Consumer Price Index report
- Claire Carpenter

- 2 days ago
- 2 min read

On February 13, 2025, the Bureau of Labor Statistics released the Consumer Price Index report. Known as the CPI, this report is the government’s main gauge of how inflation impacts the average American household. The Consumer Price Index analyzes the price of a “market basket” of goods, comparing it to an average over time. Indicating how much more or less consumers pay for groceries, healthcare, fuel, utilities, etc., the CPI is closely watched by policymakers looking to measure the effectiveness of various economic practices. The January CPI is especially important as it sets the tone for the year and influences the Fed’s annual path.
This January, the CPI index showed an inflation rate increase of 2.4% since January of 2025 for all items in the classic “market basket”. This number is lower than most economists expected. It's also the lowest that the CPI has been since May of 2025. This is a good indicator for the economy as a whole: a low number means that money is losing value at a slower rate than normal, reducing pressure on household budgets and giving the Fed more room to cut interest rates.

[Tasks to complete]
(a) Reproduce the CPI report from "This January, the" to "cut interest rates.", changing "economists" to "analysts".
(b) According to the CPI report, which agency released the Consumer Price Index report?
(c) Carry on the CPI report after its last sentence.

[Entries shown]
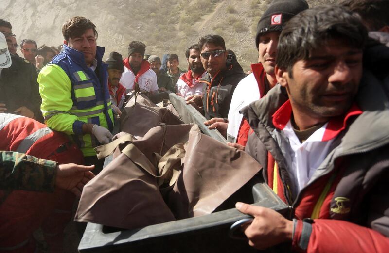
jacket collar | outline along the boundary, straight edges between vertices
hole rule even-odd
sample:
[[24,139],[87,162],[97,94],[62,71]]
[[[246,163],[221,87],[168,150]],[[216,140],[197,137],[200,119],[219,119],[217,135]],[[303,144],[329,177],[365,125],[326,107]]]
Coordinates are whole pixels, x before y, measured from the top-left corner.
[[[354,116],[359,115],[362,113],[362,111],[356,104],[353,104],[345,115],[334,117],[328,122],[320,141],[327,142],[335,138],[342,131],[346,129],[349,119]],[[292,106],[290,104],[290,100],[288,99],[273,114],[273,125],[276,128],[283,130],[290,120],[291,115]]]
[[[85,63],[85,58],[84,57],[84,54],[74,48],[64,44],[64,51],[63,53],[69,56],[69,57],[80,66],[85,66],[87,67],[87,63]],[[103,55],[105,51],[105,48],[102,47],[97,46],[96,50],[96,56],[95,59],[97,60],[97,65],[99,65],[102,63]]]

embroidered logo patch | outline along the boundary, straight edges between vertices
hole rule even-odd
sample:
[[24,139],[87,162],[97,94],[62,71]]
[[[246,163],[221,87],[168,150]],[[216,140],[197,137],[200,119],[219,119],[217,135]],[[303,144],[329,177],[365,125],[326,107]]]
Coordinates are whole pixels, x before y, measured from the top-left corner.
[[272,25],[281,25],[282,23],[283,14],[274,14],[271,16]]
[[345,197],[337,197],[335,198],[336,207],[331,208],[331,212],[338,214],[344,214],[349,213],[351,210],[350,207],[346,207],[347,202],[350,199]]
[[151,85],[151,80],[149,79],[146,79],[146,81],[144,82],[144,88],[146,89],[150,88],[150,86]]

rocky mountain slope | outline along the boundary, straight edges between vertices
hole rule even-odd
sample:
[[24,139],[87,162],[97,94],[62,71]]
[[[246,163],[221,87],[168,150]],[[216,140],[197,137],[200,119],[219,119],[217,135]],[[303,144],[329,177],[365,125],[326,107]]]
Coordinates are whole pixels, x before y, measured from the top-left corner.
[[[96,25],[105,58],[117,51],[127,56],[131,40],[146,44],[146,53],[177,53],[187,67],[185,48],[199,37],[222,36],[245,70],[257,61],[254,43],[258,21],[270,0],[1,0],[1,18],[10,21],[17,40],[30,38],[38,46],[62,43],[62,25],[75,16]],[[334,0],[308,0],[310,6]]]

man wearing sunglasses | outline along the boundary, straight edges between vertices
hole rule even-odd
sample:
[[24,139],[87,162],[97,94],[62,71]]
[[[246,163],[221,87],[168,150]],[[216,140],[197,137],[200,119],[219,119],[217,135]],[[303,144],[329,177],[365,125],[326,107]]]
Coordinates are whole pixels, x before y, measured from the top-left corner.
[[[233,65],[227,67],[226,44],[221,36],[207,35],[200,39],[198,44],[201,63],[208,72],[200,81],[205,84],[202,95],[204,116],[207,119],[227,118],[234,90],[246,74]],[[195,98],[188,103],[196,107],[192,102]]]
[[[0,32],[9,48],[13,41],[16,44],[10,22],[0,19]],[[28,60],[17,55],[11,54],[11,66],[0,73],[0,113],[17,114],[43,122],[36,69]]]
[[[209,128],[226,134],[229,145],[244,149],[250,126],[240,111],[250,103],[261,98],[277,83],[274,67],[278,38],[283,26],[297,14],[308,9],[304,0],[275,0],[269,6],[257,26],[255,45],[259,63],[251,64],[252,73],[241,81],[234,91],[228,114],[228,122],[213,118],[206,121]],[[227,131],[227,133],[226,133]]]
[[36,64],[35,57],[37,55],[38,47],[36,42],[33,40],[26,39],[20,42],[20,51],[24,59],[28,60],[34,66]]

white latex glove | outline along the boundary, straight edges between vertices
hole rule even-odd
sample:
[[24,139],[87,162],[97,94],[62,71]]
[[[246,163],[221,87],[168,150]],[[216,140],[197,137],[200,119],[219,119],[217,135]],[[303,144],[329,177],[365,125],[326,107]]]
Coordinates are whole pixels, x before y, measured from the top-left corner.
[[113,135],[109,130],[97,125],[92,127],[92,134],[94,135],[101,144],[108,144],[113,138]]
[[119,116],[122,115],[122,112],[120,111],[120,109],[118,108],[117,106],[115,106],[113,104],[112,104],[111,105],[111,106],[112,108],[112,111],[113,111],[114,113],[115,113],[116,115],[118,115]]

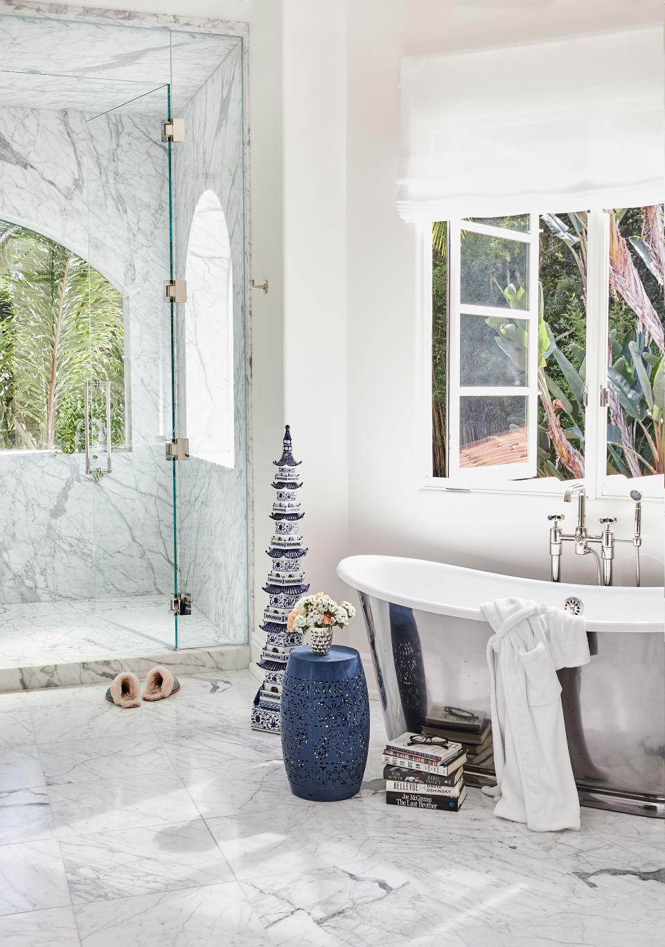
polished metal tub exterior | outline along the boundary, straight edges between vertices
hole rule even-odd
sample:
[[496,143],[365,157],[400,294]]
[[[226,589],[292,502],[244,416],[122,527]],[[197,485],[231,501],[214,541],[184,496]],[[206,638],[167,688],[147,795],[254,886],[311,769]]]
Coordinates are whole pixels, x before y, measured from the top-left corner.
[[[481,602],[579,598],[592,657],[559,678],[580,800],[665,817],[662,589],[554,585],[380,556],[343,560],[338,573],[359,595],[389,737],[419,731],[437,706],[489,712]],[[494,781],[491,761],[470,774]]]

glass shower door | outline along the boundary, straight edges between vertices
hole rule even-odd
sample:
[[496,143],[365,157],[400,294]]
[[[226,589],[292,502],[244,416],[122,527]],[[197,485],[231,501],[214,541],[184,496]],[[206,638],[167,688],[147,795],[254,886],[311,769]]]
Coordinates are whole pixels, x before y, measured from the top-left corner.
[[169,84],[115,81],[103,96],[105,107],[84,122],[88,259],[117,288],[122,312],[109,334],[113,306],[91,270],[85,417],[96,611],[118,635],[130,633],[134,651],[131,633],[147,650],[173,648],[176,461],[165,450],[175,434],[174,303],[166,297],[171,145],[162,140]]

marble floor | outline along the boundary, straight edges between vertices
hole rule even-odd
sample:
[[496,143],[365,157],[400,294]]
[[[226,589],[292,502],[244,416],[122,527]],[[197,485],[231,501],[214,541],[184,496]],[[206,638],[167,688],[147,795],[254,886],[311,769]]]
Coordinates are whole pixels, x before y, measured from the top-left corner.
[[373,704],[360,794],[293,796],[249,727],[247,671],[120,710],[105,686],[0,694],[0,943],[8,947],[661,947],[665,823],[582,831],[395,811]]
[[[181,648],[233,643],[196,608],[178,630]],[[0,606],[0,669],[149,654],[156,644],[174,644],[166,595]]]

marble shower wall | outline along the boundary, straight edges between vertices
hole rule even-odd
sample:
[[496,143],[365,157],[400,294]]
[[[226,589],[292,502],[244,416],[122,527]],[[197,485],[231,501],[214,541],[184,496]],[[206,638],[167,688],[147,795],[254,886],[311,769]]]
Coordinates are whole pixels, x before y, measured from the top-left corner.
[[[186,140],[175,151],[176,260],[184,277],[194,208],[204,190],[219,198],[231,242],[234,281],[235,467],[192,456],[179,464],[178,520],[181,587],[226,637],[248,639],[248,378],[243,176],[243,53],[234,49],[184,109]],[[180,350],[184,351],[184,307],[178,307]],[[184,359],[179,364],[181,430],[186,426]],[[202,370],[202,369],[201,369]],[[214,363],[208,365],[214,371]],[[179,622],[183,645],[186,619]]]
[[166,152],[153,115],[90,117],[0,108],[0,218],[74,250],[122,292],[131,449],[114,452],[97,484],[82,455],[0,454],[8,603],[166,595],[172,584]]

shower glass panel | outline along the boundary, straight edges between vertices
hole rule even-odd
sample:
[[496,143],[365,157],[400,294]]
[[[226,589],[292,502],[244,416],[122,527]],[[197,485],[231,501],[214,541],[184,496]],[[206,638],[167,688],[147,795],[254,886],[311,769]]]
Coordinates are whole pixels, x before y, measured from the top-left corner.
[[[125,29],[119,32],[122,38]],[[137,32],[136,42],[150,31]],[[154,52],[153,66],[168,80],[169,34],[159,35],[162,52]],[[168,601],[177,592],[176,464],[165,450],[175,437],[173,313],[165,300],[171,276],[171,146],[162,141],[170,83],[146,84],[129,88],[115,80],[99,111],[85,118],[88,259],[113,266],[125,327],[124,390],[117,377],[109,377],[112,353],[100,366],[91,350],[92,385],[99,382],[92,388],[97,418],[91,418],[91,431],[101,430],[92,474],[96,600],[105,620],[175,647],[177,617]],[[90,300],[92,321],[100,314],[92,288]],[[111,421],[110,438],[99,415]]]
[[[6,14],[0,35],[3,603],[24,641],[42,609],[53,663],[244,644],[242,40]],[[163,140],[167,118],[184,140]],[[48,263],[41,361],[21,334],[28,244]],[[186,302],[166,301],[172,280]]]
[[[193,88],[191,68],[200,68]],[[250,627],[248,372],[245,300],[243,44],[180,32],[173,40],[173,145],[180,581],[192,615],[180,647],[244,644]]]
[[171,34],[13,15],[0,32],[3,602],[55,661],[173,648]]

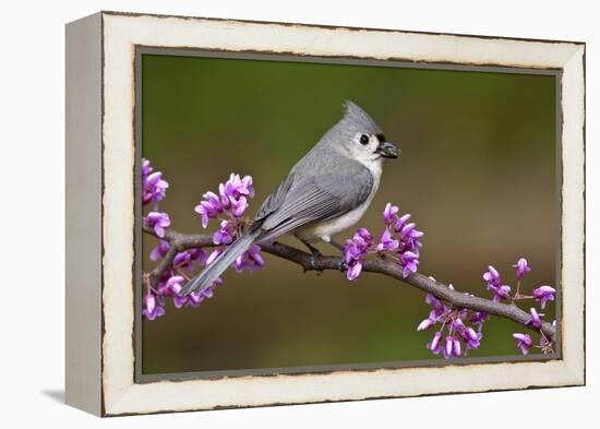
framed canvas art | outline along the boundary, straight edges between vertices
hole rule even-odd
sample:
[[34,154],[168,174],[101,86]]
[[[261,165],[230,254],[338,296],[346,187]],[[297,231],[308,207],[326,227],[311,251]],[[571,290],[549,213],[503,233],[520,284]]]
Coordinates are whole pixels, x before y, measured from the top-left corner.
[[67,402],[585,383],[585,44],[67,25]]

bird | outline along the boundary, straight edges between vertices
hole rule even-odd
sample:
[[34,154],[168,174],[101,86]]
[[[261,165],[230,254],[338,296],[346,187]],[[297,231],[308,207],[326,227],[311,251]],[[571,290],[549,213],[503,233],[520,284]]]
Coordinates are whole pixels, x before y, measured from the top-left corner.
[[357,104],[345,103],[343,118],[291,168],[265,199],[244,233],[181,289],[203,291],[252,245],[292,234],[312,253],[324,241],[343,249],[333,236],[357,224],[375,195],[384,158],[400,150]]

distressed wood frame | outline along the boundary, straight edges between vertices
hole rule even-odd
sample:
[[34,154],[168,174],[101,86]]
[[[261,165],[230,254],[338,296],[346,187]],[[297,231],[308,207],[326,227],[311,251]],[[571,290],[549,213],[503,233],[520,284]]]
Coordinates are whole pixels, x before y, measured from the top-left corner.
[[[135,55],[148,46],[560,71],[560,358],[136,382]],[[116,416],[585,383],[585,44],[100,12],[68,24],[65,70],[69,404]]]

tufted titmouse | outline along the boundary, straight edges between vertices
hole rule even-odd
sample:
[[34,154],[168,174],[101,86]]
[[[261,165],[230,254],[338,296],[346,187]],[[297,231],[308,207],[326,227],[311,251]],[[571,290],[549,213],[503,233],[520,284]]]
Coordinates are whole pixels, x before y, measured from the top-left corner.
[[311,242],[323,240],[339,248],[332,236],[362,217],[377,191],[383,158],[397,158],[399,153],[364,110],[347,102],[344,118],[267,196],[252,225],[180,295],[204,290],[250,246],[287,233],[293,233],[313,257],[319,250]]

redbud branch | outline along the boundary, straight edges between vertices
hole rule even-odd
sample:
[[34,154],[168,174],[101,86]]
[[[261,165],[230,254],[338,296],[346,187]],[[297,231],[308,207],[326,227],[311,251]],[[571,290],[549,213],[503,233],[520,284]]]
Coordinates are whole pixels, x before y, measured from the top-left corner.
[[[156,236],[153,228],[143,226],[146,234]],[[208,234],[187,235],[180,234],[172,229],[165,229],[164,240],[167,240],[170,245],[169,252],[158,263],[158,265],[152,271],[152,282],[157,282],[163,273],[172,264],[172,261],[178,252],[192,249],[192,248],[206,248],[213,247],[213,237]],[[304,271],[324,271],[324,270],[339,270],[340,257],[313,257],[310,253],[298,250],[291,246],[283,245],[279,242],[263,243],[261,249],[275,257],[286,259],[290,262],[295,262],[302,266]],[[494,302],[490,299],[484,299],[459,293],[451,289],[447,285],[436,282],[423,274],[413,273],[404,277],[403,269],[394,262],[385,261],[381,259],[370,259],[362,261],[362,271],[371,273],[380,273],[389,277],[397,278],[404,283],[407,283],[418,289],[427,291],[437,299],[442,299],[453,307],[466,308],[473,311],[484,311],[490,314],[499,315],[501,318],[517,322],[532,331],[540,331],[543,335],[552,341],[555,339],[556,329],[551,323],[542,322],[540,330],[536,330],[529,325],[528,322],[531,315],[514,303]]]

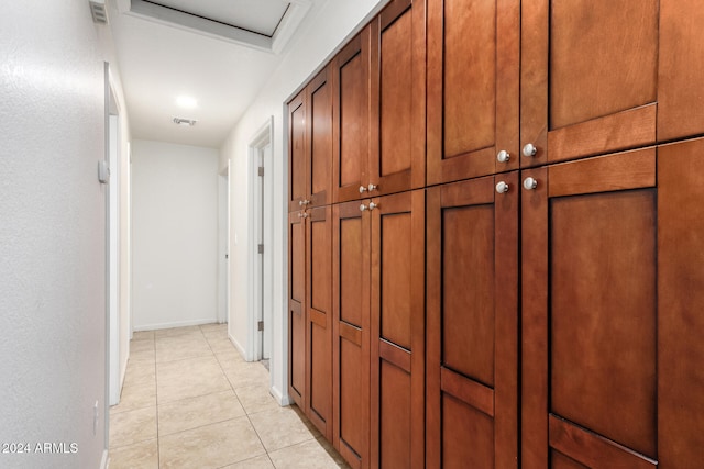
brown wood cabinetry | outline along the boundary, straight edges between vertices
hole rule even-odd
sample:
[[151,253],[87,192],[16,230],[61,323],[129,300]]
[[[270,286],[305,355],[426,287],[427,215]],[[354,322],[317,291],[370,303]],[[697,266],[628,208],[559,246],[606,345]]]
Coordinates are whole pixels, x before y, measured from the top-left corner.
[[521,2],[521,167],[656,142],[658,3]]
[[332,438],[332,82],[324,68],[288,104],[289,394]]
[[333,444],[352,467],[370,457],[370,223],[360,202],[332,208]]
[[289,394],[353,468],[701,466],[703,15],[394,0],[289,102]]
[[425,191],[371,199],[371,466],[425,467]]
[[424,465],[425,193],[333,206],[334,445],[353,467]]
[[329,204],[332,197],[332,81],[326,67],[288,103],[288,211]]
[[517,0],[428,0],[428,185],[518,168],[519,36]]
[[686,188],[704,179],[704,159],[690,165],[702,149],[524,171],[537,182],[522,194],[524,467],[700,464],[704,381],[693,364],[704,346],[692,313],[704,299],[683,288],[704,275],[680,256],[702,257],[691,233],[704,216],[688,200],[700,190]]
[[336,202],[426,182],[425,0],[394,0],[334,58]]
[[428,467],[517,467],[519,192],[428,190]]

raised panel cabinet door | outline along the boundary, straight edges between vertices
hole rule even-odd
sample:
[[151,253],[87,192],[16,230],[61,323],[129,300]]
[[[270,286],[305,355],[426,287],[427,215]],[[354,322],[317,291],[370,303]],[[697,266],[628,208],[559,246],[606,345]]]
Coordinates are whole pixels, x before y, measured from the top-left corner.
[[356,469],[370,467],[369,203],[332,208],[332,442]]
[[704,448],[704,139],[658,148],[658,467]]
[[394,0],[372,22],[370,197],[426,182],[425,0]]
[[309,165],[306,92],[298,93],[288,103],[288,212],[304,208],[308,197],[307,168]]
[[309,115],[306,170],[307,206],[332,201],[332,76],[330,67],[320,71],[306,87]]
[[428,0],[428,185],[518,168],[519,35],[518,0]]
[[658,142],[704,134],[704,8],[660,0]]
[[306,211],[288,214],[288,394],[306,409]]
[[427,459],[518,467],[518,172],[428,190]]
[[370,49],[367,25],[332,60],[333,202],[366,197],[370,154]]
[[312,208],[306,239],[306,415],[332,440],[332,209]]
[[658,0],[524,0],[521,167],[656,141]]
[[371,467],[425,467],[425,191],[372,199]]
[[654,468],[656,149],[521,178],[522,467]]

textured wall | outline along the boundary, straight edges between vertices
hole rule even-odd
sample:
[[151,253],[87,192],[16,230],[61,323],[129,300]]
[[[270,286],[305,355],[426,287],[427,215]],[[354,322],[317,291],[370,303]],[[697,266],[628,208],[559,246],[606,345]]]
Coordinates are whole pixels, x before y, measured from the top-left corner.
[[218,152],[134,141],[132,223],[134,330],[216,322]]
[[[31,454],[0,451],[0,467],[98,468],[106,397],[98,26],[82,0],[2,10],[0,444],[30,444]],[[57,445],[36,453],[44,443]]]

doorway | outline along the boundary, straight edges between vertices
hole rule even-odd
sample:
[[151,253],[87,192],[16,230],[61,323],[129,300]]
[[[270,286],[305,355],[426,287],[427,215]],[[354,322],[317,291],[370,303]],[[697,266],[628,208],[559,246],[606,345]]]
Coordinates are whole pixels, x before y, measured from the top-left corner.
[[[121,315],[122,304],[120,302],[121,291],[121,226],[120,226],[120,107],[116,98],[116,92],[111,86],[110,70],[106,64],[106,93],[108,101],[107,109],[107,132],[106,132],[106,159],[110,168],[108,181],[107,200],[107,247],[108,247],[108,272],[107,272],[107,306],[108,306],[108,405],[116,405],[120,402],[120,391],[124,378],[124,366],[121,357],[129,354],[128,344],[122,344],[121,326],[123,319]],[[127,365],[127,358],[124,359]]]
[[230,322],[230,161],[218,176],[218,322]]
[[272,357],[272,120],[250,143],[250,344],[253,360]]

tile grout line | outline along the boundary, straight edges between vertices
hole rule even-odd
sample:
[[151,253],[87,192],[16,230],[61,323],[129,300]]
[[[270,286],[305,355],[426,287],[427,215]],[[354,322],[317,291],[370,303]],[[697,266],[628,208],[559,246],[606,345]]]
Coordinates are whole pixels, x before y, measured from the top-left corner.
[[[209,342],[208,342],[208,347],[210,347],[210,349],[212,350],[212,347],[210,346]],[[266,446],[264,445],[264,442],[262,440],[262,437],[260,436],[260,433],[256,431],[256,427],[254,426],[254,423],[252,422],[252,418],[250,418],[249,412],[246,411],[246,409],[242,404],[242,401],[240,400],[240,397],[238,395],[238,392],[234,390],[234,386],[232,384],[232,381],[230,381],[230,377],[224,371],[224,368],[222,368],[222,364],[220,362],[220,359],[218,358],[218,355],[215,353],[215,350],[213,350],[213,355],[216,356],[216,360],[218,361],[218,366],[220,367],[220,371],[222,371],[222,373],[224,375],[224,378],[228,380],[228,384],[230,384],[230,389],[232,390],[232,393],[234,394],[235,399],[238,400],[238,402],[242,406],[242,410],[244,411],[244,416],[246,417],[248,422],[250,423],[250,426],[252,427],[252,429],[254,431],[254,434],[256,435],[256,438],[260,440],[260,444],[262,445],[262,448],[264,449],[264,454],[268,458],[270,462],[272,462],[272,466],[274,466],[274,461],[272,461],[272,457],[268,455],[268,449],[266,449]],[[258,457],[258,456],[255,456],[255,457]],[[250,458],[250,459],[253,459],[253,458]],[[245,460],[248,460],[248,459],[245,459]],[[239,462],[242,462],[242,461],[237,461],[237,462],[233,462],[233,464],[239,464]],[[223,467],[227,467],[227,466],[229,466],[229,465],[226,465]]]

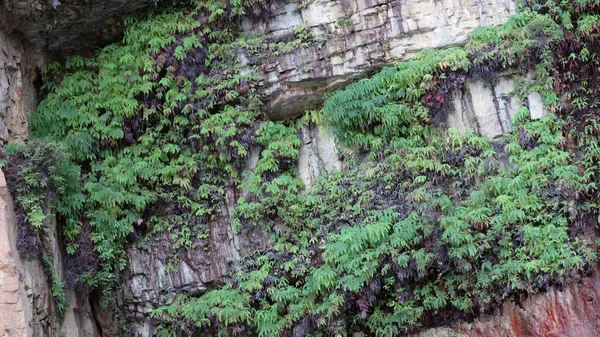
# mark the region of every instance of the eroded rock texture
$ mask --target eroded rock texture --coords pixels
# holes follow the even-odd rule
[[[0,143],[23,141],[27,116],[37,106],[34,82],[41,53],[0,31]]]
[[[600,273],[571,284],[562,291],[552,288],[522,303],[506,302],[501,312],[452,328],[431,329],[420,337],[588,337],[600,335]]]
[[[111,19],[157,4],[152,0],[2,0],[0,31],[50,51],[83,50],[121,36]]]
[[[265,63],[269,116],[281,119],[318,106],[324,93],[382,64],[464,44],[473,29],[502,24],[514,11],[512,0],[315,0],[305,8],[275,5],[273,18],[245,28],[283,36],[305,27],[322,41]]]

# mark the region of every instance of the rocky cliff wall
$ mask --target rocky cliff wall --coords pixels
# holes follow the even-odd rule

[Answers below]
(a)
This January, the CPI index showed an inflation rate increase of 2.4% since January of 2025 for all items in the classic “market basket”. This number is lower than most analysts expected. It's also the lowest that the CPI has been since May of 2025. This is a good indicator for the economy as a whole: a low number means that money is losing value at a slower rate than normal, reducing pressure on household budgets and giving the Fed more room to cut interest rates.

(b) The Bureau of Labor Statistics.

(c)
One key aspect that contributed to the decline in inflation is a decrease in gas prices. Driven by the Trump Administration’s quest for cheaper oil on the international stage, consumers have been seeing lower prices-per-gallon on gas nationwide. However, the report goes more in-depth: showing that key categories of goods are, in fact, rising– despite the lower overall inflation rate. Ground beef, appliances, furniture, and cars all saw sharp price increases between December and January. This increase is largely due to retailers passing on tariff costs to consumers. Another area that saw a sharp increase was medical care, which rose a shocking 12% from a year earlier. But taken together, the report shows that while prices are decreasing overall, this change does not come without its challenges beneath the surface.
In conjunction with a stronger-than-expected January Jobs Report, the new data from the CPI shows that overall, the American economy is staying strong despite being tested by tariffs and global trade uncertainty. As the Federal Reserve continues to pursue its fundamental goal of 2% inflation, this latest data will serve as an important benchmark for assessing market resiliency.